• [THE REQUEST]:
Print the complete set of entries exactly.

━━ MATERIAL FOR THIS TASK

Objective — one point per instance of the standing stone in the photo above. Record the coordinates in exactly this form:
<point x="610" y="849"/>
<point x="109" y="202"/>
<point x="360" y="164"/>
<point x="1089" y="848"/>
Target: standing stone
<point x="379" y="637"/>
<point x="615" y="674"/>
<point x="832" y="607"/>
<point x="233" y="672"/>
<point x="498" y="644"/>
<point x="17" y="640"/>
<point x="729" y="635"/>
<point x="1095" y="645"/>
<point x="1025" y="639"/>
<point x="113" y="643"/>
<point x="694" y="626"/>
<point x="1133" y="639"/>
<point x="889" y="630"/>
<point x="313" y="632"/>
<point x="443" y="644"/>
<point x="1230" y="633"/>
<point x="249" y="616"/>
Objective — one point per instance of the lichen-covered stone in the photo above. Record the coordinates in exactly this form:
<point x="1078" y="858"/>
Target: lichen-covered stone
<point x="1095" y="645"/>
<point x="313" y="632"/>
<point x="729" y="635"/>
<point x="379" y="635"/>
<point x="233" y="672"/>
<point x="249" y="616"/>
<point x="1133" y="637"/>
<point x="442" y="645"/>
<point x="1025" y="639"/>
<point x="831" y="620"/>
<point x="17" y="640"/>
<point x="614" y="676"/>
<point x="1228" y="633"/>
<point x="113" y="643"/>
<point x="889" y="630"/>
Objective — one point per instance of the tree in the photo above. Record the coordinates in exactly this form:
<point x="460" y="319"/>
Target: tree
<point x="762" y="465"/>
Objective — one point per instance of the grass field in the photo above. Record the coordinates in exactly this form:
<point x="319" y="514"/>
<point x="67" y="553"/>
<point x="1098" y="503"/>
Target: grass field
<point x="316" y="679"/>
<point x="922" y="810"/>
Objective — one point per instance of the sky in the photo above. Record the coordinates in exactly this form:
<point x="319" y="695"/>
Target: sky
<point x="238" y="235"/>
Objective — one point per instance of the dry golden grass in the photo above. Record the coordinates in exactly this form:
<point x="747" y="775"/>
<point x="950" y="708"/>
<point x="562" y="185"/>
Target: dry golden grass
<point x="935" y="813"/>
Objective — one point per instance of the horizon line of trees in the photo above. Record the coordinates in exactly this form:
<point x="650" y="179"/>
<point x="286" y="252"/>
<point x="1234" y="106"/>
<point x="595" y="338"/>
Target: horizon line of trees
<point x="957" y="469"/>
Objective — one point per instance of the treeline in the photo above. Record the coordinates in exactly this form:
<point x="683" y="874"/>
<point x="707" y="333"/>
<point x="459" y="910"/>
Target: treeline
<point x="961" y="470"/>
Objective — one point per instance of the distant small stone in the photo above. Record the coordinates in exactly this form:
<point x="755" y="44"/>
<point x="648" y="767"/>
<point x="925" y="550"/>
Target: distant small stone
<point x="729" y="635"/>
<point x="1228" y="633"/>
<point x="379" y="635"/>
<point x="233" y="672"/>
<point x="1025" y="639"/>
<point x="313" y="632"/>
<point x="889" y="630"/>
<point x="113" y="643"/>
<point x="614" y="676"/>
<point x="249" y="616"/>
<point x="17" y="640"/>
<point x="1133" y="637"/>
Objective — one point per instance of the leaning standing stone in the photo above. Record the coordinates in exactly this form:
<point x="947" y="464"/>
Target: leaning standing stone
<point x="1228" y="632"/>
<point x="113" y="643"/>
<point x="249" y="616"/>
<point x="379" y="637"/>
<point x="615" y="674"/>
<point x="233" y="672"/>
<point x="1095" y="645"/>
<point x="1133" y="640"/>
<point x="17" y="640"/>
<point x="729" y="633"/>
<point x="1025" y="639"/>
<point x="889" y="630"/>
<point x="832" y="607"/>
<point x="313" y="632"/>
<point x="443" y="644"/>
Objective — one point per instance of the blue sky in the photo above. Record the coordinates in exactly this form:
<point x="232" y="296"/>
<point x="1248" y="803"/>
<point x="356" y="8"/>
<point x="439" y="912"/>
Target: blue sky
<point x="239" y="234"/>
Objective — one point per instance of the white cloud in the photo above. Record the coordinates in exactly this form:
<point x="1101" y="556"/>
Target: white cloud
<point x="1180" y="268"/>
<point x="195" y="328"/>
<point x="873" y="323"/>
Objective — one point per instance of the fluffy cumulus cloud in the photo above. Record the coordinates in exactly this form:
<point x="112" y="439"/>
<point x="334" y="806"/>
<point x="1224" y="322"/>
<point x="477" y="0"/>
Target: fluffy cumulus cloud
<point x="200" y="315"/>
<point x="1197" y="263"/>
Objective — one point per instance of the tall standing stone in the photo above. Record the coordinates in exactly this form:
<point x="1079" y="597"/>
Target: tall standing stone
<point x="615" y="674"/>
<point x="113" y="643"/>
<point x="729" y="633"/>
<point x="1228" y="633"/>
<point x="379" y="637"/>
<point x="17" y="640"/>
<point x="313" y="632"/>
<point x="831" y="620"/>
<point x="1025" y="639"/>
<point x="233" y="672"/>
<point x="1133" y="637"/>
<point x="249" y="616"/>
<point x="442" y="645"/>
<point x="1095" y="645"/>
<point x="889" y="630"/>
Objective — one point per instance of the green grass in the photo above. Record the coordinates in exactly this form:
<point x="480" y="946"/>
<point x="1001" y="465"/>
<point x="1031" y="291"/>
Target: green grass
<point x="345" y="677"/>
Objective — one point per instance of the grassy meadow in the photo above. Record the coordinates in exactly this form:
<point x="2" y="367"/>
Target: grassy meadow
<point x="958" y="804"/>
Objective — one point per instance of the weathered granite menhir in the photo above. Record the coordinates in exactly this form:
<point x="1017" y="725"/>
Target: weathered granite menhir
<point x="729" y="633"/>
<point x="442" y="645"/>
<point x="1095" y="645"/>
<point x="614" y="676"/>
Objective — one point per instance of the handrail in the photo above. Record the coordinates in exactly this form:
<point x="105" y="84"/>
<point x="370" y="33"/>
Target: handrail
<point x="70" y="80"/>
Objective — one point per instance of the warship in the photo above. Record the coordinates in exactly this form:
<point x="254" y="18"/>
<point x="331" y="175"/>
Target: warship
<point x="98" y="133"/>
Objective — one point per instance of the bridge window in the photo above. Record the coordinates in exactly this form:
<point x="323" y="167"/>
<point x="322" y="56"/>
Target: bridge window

━━━━

• [OUTPUT FOR THIS TASK]:
Objective — one point per instance of the standing stone in the photo above. Record the coordinates in exactly this form:
<point x="610" y="849"/>
<point x="109" y="202"/>
<point x="360" y="164"/>
<point x="1089" y="848"/>
Target: standing stone
<point x="379" y="637"/>
<point x="615" y="674"/>
<point x="832" y="607"/>
<point x="233" y="672"/>
<point x="498" y="644"/>
<point x="17" y="640"/>
<point x="729" y="635"/>
<point x="1095" y="645"/>
<point x="1025" y="639"/>
<point x="113" y="643"/>
<point x="694" y="626"/>
<point x="1133" y="639"/>
<point x="889" y="630"/>
<point x="313" y="632"/>
<point x="443" y="644"/>
<point x="1230" y="633"/>
<point x="249" y="616"/>
Objective — one point per instance of the lichen-covered stone in the photo above. Record the coordinates in exactly this form:
<point x="1078" y="858"/>
Target: lichen-covered stone
<point x="1095" y="645"/>
<point x="313" y="632"/>
<point x="729" y="635"/>
<point x="379" y="635"/>
<point x="233" y="672"/>
<point x="249" y="616"/>
<point x="1133" y="637"/>
<point x="442" y="645"/>
<point x="1025" y="639"/>
<point x="831" y="620"/>
<point x="17" y="640"/>
<point x="614" y="676"/>
<point x="1228" y="633"/>
<point x="113" y="643"/>
<point x="889" y="630"/>
Objective — one point per instance of the tree in the photo above. Record the coordinates in exactly this form:
<point x="460" y="319"/>
Target: tree
<point x="762" y="465"/>
Objective — one point per instance of the grass field in the photo above. Record the coordinates in exactly this form:
<point x="319" y="514"/>
<point x="67" y="553"/>
<point x="1098" y="503"/>
Target: grass field
<point x="316" y="679"/>
<point x="922" y="810"/>
Objective — one point per instance of the sky in the photo above. Record the coordinates in exactly this form:
<point x="319" y="695"/>
Target: sky
<point x="238" y="235"/>
Objective — one point per instance of the dry golden grass in the photo above. Record the coordinates in exactly this form:
<point x="747" y="775"/>
<point x="950" y="708"/>
<point x="562" y="185"/>
Target: dry golden grass
<point x="935" y="813"/>
Objective — one point per instance of the horizon line of trees in the photo above. Record the coordinates in exactly this form:
<point x="650" y="179"/>
<point x="286" y="252"/>
<point x="1234" y="106"/>
<point x="595" y="338"/>
Target: horizon line of trees
<point x="957" y="469"/>
Objective — one point per instance of the treeline in the photo above. Record the coordinates in exactly this form:
<point x="683" y="874"/>
<point x="707" y="333"/>
<point x="459" y="910"/>
Target: treeline
<point x="961" y="470"/>
Objective — one point per instance of the distant small stone in the photo above. Record the coordinates in exactly this form:
<point x="755" y="44"/>
<point x="648" y="767"/>
<point x="925" y="550"/>
Target: distant small stone
<point x="729" y="635"/>
<point x="1228" y="633"/>
<point x="379" y="635"/>
<point x="233" y="672"/>
<point x="1025" y="639"/>
<point x="313" y="632"/>
<point x="889" y="630"/>
<point x="113" y="643"/>
<point x="614" y="676"/>
<point x="249" y="616"/>
<point x="17" y="640"/>
<point x="1133" y="637"/>
Objective — one point per instance of the leaning standing stone in the photo above. Record the coordinates in exactly this form:
<point x="947" y="464"/>
Target: leaning standing stone
<point x="1228" y="632"/>
<point x="113" y="643"/>
<point x="249" y="616"/>
<point x="379" y="637"/>
<point x="615" y="674"/>
<point x="233" y="672"/>
<point x="1095" y="645"/>
<point x="1133" y="640"/>
<point x="17" y="640"/>
<point x="729" y="633"/>
<point x="1025" y="639"/>
<point x="889" y="630"/>
<point x="832" y="607"/>
<point x="313" y="632"/>
<point x="443" y="644"/>
Objective — one point per instance of the blue sky in the photo above. Record the coordinates in exactly this form:
<point x="232" y="296"/>
<point x="1248" y="803"/>
<point x="356" y="8"/>
<point x="439" y="912"/>
Target: blue sky
<point x="239" y="234"/>
Objective — one point per instance of the white cloud in the photo above. Record the coordinates in exactly this form:
<point x="1101" y="556"/>
Target: white cloud
<point x="1180" y="268"/>
<point x="195" y="328"/>
<point x="873" y="323"/>
Objective — one point per instance of the fluffy cumulus cloud in the photo above. Record the coordinates in exactly this form:
<point x="112" y="439"/>
<point x="334" y="806"/>
<point x="1224" y="322"/>
<point x="477" y="0"/>
Target: fluffy cumulus cloud
<point x="200" y="315"/>
<point x="1197" y="263"/>
Objective — one point per instance of the tall standing stone in the photo above. Record the coordinates in exactly this form:
<point x="1079" y="597"/>
Target: tall standing stone
<point x="615" y="674"/>
<point x="113" y="643"/>
<point x="729" y="633"/>
<point x="1228" y="633"/>
<point x="379" y="637"/>
<point x="17" y="640"/>
<point x="313" y="632"/>
<point x="831" y="620"/>
<point x="1025" y="639"/>
<point x="233" y="672"/>
<point x="1133" y="637"/>
<point x="249" y="616"/>
<point x="442" y="645"/>
<point x="1095" y="645"/>
<point x="889" y="630"/>
Objective — one point per instance of the green grass in the photo above. Record the coordinates in exactly this form:
<point x="480" y="946"/>
<point x="1001" y="465"/>
<point x="1031" y="291"/>
Target: green grass
<point x="345" y="677"/>
Objective — one point per instance of the grassy meadow in the photo above. Record the coordinates in exactly this form:
<point x="2" y="367"/>
Target: grassy meadow
<point x="958" y="804"/>
Objective — one point per instance of the weathered granite menhir in the photo above. Record the coordinates in exactly this form:
<point x="1017" y="725"/>
Target: weathered granite menhir
<point x="729" y="633"/>
<point x="442" y="645"/>
<point x="1095" y="645"/>
<point x="614" y="676"/>
Objective — one point per instance of the handrail in the photo above. Record the coordinates in exactly this form:
<point x="105" y="84"/>
<point x="370" y="33"/>
Target: handrail
<point x="70" y="80"/>
Objective — one point per instance of the warship in the photo above. Record the coordinates in exactly this form:
<point x="254" y="18"/>
<point x="331" y="175"/>
Target: warship
<point x="98" y="133"/>
Objective — one point per instance of the bridge window in the photo above. Record the coordinates in exactly this form:
<point x="323" y="167"/>
<point x="322" y="56"/>
Target: bridge window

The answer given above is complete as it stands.